[Point labeling entries]
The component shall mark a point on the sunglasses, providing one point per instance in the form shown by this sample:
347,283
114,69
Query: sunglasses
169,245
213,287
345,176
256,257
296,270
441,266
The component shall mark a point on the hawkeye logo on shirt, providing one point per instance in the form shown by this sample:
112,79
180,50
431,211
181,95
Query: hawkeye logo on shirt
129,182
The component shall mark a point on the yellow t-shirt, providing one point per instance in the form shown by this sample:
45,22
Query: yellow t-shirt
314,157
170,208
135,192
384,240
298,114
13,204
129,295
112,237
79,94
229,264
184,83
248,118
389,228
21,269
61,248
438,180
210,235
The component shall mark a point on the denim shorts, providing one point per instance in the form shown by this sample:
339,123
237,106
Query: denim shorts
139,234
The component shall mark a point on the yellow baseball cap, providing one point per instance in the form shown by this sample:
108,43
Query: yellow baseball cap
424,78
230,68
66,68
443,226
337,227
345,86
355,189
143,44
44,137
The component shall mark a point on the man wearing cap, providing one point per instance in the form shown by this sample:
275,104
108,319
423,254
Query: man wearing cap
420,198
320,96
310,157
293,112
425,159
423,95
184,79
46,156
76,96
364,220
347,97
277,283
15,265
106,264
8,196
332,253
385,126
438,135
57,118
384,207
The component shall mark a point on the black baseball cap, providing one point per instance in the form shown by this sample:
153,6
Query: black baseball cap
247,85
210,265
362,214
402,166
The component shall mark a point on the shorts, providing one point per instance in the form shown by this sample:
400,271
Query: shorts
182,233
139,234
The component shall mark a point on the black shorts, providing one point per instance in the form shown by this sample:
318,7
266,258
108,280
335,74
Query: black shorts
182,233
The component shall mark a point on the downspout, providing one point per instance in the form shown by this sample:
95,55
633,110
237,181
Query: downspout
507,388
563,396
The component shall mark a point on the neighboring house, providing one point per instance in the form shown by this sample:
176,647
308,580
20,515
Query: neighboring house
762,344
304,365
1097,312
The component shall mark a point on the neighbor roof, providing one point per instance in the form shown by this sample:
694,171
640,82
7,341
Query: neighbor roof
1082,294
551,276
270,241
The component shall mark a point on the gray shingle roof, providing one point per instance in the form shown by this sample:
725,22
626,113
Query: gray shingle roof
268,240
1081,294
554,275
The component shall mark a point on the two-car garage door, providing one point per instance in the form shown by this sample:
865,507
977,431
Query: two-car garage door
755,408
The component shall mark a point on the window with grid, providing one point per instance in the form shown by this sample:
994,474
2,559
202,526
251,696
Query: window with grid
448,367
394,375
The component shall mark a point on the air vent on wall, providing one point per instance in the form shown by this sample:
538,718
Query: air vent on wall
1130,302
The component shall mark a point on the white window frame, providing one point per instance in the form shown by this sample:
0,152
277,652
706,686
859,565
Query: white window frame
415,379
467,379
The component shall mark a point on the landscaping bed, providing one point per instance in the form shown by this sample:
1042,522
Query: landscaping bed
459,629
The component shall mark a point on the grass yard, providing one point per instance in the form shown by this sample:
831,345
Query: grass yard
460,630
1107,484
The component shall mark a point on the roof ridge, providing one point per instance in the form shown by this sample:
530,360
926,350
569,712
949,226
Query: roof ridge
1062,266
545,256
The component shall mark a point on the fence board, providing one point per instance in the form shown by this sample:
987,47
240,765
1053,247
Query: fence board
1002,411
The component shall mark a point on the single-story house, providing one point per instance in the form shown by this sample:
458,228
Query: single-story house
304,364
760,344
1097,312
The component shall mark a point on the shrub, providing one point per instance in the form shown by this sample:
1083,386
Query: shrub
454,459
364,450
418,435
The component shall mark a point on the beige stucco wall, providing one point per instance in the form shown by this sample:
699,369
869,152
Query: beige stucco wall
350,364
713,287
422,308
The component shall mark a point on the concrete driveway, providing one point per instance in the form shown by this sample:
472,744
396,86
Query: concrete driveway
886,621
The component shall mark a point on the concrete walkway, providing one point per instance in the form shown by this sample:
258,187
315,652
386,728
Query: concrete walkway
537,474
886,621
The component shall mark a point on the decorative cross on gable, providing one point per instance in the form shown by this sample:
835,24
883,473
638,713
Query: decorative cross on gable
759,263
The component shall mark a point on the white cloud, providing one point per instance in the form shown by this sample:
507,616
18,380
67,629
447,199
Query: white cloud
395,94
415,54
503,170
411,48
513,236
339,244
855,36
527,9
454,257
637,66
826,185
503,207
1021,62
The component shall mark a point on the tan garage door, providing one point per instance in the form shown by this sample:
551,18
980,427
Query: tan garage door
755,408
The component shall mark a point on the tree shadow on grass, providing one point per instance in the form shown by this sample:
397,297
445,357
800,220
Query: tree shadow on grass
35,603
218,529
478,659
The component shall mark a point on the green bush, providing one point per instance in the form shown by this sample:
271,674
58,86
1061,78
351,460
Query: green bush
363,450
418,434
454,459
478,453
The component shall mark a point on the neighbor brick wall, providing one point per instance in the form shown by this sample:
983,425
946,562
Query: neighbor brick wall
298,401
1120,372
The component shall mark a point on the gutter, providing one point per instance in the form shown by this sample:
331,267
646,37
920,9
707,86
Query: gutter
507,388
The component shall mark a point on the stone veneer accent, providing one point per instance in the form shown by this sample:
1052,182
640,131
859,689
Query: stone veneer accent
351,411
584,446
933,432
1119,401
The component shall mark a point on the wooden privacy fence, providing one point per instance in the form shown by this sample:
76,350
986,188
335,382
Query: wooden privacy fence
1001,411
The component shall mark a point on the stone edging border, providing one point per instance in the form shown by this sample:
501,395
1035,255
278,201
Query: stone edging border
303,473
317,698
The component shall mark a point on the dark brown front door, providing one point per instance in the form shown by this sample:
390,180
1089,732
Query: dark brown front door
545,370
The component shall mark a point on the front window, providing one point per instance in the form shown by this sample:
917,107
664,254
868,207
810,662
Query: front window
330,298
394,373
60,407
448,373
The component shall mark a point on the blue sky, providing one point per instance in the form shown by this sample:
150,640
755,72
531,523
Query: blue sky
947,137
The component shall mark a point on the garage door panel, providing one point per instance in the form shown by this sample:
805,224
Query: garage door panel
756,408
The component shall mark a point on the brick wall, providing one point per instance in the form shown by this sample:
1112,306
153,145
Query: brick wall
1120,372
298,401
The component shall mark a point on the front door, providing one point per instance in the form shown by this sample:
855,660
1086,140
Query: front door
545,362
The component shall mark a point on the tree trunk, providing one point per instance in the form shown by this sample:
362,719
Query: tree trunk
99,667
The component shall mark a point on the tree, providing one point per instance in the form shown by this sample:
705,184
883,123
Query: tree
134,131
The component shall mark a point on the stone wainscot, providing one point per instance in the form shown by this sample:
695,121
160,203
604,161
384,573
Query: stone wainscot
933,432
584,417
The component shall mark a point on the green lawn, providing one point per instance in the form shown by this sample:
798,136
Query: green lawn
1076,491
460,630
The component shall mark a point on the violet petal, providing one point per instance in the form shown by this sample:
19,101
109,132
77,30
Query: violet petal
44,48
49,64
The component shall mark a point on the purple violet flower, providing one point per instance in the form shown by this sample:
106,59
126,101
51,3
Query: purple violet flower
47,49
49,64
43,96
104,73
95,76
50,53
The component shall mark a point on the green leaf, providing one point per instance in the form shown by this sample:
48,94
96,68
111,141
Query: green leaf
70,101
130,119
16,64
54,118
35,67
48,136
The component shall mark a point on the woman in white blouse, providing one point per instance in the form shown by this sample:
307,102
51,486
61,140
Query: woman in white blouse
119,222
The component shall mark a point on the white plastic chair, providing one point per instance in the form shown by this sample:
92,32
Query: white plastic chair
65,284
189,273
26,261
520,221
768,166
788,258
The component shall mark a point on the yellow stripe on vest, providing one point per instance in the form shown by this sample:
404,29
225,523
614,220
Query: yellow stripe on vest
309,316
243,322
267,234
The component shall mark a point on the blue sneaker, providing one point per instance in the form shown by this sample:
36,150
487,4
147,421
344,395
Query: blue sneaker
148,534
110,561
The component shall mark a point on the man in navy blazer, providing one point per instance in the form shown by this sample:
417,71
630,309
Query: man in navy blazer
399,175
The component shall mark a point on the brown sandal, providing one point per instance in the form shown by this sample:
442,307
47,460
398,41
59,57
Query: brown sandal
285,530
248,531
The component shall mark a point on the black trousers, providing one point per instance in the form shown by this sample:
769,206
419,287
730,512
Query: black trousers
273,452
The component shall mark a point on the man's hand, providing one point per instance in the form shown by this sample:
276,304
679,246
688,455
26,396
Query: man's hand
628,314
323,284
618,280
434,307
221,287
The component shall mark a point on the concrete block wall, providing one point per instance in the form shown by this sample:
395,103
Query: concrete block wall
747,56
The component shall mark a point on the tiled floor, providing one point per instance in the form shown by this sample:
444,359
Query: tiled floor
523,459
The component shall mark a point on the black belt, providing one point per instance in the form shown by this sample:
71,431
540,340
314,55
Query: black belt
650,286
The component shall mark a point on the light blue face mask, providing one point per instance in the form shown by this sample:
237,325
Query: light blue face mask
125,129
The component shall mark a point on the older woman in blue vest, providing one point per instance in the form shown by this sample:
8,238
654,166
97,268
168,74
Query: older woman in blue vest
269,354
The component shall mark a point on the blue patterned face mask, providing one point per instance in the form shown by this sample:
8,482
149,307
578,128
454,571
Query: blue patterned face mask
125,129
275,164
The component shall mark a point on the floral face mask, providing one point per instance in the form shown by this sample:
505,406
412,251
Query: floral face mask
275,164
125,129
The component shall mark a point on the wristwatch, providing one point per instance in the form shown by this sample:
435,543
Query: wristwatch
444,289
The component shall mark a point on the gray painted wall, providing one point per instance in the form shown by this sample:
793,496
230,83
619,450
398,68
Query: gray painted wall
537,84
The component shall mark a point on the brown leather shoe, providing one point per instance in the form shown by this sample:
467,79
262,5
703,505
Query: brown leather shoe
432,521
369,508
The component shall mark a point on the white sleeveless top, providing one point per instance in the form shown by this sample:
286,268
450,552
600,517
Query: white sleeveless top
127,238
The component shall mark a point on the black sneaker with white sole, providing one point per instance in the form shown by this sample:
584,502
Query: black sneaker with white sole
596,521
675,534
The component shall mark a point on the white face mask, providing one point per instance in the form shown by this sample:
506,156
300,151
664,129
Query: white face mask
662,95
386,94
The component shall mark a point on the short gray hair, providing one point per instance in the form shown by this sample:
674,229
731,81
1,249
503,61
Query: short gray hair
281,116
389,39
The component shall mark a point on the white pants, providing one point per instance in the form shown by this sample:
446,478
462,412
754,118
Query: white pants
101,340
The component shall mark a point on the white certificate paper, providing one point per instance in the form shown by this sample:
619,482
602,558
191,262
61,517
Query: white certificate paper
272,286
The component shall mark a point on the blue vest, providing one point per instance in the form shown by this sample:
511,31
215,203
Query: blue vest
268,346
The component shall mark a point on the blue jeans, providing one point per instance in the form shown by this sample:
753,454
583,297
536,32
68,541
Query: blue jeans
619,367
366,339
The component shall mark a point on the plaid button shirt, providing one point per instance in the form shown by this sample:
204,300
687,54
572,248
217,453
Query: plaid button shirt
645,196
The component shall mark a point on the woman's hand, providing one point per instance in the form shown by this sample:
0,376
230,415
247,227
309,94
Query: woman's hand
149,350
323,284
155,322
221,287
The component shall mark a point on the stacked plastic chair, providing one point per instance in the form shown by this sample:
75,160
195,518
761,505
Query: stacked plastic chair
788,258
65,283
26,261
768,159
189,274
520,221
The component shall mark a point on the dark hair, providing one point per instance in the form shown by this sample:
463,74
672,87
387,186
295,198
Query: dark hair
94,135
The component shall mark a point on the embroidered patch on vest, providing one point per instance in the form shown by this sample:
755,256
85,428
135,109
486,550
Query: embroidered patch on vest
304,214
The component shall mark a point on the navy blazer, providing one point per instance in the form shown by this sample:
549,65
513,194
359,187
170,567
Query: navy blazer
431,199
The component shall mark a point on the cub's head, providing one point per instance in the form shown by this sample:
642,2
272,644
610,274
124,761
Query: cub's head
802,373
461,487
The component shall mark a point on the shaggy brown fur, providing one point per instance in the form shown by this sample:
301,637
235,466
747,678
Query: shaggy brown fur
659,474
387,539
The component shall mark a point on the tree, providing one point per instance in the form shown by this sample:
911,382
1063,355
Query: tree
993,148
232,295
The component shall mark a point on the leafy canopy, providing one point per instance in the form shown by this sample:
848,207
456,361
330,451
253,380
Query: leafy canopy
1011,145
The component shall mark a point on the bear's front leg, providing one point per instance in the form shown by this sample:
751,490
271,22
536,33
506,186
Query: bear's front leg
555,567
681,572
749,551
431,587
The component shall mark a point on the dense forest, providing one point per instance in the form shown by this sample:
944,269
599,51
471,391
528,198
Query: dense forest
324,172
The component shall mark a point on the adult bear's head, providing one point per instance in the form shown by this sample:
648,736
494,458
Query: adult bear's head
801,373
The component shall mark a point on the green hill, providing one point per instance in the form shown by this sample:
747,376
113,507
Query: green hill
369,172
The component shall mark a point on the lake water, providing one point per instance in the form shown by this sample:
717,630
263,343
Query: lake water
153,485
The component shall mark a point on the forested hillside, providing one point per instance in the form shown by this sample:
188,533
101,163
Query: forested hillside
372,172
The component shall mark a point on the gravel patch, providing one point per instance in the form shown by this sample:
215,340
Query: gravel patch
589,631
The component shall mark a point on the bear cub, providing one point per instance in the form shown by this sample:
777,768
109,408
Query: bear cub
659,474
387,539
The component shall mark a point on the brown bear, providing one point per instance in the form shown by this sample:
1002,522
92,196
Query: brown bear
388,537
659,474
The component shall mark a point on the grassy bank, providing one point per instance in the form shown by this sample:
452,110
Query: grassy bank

TASK: Update the entries starting at the line that contains "The component shall mark a point on the gravel" and ending with the last entry, changing "brown bear" to "grizzly bear" and leaving everything else as it is.

SOLUTION TO THIS EXERCISE:
The component shall mark a point on the gravel patch, providing one point per instance in the form shown by this sample:
215,340
Query: gravel patch
589,631
The component shall mark a point on the bear cub, providing one point per instance in the form shown by this sample:
777,768
109,408
Query: bear cub
659,474
387,539
The component shall mark a point on the grizzly bear, providing one point per instance in the form shown by this sample:
1002,522
92,196
Query: grizzly bear
388,537
659,474
The component shall mark a point on the grassy bank, providing one point per instance in the form shown by this sample:
452,110
Query: grassy bank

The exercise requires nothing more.